*WRITTEN TASK*.
Return every line of the records that contains the string "gold", copying each line as it appears. Matching is case-sensitive.

*DATA FOR PROCESSING*.
——
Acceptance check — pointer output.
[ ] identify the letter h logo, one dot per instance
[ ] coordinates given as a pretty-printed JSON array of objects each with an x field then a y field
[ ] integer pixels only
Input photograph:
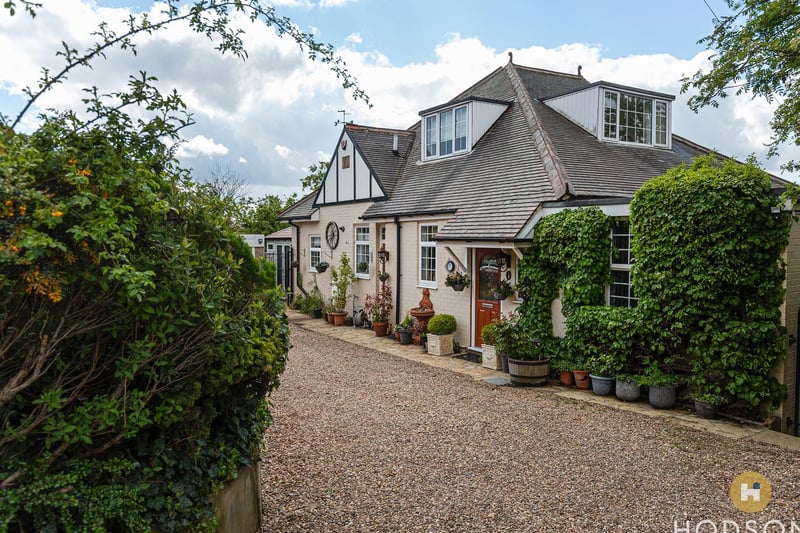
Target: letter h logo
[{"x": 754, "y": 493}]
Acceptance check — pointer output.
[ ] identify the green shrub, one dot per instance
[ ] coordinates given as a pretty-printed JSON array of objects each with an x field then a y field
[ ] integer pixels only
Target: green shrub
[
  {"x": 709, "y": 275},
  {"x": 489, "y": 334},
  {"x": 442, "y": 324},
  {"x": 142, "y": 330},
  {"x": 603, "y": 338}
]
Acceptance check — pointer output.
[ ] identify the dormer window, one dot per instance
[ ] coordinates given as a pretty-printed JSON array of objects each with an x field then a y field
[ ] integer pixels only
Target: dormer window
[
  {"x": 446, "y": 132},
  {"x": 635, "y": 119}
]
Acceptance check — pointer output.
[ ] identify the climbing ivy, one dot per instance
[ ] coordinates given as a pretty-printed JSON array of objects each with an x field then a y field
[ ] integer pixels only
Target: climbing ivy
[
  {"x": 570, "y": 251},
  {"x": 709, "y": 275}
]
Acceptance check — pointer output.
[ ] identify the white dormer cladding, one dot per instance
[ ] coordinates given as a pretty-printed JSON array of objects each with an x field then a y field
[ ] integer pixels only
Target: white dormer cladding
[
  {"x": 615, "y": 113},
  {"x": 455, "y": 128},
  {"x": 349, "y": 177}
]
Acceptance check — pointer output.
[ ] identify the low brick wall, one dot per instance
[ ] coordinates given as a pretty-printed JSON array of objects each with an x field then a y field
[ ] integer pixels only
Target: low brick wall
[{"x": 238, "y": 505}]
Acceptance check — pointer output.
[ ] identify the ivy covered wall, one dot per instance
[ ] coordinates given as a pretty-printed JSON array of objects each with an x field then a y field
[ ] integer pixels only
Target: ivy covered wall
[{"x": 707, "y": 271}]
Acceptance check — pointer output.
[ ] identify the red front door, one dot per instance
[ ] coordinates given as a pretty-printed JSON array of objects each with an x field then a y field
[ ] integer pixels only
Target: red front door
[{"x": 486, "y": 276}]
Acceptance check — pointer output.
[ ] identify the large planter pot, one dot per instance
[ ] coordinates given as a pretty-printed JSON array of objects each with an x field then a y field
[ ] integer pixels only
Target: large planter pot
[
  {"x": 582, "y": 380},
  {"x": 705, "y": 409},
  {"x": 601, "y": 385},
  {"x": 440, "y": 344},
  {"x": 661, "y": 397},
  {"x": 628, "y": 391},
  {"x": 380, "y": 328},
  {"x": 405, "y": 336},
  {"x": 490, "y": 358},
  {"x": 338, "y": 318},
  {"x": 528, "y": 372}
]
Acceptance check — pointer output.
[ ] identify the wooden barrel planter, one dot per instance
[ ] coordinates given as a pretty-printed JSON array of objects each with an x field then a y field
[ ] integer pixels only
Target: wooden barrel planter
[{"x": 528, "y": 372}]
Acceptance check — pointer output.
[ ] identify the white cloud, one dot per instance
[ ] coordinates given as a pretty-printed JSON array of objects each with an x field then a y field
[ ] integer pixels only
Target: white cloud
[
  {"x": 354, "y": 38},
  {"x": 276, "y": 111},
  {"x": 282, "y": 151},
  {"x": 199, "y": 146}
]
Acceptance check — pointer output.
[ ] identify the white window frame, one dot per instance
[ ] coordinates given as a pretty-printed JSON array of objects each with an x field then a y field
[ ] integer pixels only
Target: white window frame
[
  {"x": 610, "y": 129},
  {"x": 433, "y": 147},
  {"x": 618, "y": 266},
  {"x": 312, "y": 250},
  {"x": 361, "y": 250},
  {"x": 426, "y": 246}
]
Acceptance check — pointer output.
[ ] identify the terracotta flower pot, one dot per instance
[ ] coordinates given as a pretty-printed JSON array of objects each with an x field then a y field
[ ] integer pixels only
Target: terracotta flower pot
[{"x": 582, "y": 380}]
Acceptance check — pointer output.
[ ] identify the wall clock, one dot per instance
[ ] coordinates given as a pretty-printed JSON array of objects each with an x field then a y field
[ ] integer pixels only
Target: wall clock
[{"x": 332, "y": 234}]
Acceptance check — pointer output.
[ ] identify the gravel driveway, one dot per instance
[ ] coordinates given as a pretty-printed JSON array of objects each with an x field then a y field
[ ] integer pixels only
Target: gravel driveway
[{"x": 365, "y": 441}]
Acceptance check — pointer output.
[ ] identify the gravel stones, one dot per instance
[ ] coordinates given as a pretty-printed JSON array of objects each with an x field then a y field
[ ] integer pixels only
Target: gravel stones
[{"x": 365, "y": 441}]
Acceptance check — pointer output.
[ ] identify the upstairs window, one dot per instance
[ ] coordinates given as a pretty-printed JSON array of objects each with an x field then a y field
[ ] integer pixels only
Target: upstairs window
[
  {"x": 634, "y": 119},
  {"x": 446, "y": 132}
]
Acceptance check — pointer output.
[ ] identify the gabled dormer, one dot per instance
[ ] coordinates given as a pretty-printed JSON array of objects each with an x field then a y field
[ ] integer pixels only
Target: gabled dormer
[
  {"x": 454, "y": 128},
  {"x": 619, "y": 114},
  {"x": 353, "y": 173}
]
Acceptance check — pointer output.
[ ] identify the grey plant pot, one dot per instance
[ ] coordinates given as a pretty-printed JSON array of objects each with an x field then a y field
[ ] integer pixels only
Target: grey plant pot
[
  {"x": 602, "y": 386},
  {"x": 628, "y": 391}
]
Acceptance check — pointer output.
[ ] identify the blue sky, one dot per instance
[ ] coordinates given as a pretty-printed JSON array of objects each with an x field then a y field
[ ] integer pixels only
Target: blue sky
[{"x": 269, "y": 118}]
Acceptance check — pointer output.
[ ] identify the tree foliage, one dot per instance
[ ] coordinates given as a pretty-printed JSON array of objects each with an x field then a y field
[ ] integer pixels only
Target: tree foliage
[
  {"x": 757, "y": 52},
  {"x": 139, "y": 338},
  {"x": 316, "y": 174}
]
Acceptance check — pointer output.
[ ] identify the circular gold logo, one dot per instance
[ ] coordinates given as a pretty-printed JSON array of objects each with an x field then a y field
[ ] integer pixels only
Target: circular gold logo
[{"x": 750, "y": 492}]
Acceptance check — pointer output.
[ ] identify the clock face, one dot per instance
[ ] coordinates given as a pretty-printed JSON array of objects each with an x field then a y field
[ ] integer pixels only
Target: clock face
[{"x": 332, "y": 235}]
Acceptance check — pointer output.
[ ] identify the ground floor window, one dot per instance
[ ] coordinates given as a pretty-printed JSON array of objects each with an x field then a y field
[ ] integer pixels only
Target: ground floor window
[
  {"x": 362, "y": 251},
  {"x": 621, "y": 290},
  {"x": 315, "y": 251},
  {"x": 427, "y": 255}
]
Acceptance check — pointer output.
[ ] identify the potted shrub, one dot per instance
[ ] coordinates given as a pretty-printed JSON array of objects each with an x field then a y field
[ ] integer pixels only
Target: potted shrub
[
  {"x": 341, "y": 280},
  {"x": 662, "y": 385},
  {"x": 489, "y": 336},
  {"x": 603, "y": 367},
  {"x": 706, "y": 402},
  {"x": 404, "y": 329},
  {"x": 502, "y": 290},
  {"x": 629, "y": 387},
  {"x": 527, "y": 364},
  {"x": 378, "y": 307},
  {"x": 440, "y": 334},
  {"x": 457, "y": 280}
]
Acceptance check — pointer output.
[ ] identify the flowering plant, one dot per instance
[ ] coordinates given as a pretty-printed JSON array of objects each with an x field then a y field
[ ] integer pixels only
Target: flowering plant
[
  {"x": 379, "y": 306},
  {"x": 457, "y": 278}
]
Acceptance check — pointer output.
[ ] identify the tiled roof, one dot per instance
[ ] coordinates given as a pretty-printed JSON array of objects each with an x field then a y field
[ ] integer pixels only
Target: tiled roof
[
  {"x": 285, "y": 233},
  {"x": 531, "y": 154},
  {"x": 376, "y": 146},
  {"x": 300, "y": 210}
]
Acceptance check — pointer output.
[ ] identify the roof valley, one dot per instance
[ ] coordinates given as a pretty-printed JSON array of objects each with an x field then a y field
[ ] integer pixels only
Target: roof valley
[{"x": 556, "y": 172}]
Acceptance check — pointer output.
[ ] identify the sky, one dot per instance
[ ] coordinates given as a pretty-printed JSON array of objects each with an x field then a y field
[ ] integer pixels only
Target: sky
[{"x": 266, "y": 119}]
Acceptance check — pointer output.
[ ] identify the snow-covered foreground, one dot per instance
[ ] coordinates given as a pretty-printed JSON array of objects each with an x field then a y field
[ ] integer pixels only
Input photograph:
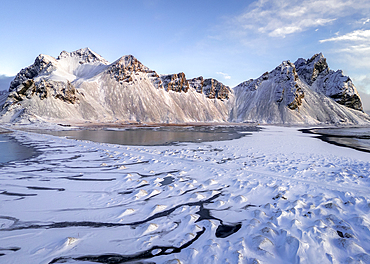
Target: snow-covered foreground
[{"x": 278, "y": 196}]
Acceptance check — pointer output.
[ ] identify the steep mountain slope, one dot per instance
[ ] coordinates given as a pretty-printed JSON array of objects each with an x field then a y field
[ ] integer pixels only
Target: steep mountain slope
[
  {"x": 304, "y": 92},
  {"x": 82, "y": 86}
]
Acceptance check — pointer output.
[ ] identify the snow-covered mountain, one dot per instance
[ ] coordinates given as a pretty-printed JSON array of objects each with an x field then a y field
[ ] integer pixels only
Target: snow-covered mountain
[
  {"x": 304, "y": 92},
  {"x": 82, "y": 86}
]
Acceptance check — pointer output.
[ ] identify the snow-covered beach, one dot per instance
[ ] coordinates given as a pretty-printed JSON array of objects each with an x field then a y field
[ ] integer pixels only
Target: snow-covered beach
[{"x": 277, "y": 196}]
——
*TASK RESPONSE*.
[ ] identify the circular gold logo, one dot per instance
Target: circular gold logo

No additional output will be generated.